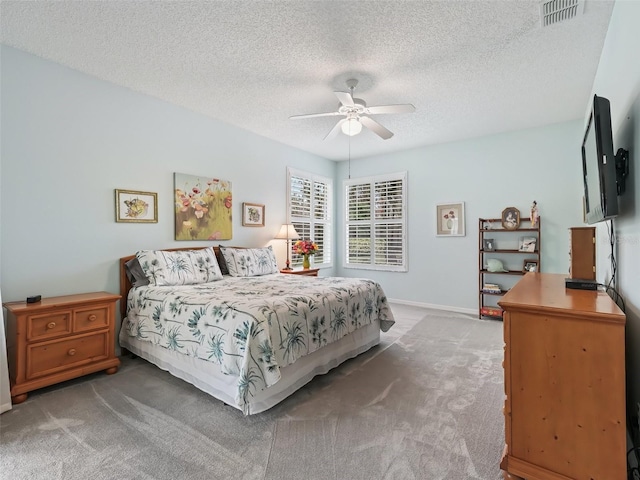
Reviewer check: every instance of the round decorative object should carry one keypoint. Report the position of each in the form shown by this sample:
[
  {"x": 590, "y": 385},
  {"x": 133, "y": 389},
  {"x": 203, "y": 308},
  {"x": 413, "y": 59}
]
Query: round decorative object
[{"x": 510, "y": 218}]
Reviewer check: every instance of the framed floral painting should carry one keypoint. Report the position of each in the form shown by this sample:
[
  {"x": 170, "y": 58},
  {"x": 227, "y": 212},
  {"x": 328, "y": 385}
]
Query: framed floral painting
[
  {"x": 202, "y": 208},
  {"x": 136, "y": 207},
  {"x": 450, "y": 219}
]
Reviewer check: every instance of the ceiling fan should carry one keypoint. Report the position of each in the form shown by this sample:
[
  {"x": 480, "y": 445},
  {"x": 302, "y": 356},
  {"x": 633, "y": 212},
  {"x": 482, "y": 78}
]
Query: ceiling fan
[{"x": 356, "y": 113}]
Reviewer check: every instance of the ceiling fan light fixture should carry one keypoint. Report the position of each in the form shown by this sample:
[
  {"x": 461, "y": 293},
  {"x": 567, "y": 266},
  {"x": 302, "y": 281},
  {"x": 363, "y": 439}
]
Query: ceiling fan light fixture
[{"x": 351, "y": 127}]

*EXERCISE REQUIREMENTS*. Copy all of the records above word for word, without the pictures.

*SOLVED PROBLEM*.
Reviewer check: every instance of the round decorative object should carry one keypoint. Report the position of each in the form shown by this sample:
[
  {"x": 590, "y": 385},
  {"x": 133, "y": 389},
  {"x": 203, "y": 308},
  {"x": 413, "y": 59}
]
Query: round decorative object
[{"x": 510, "y": 218}]
Reviewer check: every instance of the framed floral painting should carry one keypoint. Report the position of each in the form shown by this sample:
[
  {"x": 170, "y": 58},
  {"x": 227, "y": 212},
  {"x": 328, "y": 385}
]
Query: framed floral painting
[
  {"x": 202, "y": 208},
  {"x": 136, "y": 207},
  {"x": 450, "y": 219}
]
Reviewer check: every instance of the ceiling fan should carry one keypoint. Report the position of each in the form shown by this sample:
[
  {"x": 480, "y": 445},
  {"x": 302, "y": 356},
  {"x": 633, "y": 212},
  {"x": 482, "y": 78}
]
Query: ceiling fan
[{"x": 356, "y": 113}]
Reviewer check: every instance of the ceiling fan light fixture should carry one keypoint. Report the position of each in the form shown by this sample:
[
  {"x": 461, "y": 293},
  {"x": 567, "y": 266},
  {"x": 302, "y": 281},
  {"x": 363, "y": 439}
]
Query: ceiling fan light fixture
[{"x": 351, "y": 127}]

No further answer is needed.